[Data items]
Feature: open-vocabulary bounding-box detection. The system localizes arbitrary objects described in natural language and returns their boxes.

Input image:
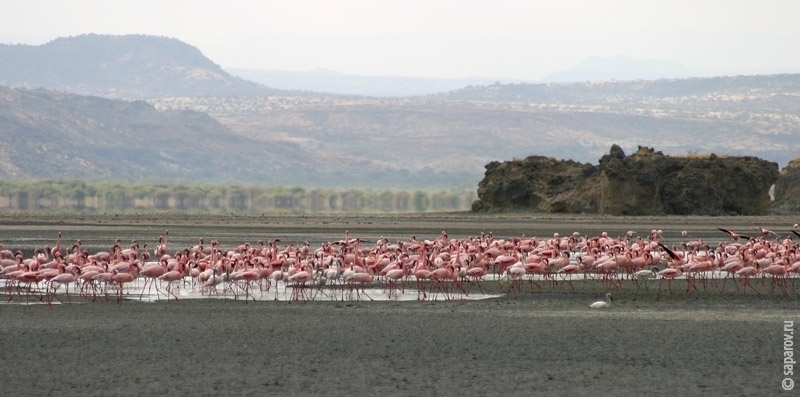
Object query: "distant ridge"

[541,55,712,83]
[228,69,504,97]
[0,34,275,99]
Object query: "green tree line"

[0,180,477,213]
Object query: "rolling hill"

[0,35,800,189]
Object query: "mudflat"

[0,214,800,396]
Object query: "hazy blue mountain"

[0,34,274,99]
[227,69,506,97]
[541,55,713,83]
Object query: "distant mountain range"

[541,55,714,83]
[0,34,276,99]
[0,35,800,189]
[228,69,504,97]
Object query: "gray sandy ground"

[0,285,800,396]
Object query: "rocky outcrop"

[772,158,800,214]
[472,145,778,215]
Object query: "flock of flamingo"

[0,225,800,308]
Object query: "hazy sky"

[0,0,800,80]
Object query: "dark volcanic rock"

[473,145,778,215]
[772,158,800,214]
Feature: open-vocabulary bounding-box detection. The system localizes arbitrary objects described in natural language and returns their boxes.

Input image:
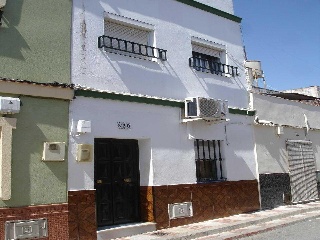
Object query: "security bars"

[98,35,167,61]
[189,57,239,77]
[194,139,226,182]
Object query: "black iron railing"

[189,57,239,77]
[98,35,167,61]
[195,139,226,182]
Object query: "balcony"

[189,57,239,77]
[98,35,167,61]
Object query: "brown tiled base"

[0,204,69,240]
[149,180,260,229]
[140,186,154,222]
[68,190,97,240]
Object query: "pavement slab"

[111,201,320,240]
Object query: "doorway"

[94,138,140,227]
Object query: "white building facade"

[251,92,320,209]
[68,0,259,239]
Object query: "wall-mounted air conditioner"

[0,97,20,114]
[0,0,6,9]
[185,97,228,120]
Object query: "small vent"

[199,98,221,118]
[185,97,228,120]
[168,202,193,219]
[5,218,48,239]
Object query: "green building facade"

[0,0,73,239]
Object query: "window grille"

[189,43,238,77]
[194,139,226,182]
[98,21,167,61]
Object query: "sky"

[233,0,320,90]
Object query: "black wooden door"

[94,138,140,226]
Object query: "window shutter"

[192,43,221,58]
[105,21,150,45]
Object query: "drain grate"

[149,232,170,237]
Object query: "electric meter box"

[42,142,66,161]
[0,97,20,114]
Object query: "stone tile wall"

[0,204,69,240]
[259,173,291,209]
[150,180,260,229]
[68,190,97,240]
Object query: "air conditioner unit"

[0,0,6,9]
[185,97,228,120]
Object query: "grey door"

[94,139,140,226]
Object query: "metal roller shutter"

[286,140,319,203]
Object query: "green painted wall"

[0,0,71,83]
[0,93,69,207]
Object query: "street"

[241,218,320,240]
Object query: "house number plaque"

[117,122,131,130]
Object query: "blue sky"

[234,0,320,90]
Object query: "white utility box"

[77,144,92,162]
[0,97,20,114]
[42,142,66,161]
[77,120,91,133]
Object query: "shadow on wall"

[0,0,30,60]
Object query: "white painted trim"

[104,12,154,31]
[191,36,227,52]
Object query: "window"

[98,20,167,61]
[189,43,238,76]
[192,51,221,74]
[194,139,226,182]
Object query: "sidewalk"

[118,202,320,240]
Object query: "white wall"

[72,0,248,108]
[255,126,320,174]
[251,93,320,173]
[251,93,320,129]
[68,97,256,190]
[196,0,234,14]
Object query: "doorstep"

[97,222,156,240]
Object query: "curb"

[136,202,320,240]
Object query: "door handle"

* * *

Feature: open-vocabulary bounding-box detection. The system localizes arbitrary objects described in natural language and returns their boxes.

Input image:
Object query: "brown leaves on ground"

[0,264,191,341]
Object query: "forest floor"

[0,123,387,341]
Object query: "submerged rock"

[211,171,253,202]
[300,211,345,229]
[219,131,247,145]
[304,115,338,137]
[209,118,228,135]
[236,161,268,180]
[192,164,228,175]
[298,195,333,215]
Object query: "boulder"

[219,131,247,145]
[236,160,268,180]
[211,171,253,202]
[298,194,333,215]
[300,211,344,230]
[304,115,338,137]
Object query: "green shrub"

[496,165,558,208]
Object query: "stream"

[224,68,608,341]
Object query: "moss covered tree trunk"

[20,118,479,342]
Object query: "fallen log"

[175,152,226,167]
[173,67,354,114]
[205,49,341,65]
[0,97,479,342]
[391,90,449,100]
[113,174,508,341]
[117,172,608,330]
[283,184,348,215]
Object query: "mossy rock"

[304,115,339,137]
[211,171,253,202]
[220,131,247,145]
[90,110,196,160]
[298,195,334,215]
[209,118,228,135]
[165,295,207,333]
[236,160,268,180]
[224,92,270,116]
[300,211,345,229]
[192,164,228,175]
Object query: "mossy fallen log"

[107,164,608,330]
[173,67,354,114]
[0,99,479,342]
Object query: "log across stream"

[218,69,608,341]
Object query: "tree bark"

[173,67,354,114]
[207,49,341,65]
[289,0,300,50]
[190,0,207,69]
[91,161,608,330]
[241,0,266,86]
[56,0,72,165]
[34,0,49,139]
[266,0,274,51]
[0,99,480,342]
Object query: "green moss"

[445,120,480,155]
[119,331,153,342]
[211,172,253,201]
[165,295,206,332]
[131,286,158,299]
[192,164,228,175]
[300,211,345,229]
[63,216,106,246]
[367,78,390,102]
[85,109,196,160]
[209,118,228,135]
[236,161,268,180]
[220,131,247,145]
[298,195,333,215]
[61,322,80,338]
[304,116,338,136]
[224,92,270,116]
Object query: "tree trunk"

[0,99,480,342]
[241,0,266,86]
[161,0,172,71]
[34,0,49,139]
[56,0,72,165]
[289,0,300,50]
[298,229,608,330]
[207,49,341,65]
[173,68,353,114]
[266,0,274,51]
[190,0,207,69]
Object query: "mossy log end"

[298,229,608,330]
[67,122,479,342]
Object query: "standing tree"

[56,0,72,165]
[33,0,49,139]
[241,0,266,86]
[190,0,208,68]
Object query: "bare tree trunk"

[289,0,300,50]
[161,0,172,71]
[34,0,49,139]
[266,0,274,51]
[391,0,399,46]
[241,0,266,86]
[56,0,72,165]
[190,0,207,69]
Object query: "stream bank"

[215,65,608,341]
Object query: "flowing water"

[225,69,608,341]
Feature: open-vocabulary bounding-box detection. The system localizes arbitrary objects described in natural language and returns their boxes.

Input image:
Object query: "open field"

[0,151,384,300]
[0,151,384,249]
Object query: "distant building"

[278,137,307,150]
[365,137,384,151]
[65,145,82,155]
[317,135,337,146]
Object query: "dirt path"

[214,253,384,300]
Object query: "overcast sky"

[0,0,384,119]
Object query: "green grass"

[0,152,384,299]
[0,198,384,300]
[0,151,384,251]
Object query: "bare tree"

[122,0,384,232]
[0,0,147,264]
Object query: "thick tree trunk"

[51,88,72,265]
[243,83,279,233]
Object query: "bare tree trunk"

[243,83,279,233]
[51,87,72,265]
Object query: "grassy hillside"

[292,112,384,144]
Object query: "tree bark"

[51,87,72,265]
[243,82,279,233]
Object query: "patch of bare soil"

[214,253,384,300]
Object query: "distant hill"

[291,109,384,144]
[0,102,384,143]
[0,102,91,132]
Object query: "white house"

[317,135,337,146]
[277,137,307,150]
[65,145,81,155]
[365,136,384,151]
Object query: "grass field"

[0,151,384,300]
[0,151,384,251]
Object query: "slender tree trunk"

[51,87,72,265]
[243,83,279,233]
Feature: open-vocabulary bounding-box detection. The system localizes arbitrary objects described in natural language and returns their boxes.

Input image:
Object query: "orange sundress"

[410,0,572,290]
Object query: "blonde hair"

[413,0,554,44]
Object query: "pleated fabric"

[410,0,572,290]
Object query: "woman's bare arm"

WHAT THIS TASK INVOLVES
Extract every line of the listing above that contains the word "conditioner".

COMPLETE OUTPUT
Object query: "wall-mounted air conditioner"
Object query: "air conditioner unit"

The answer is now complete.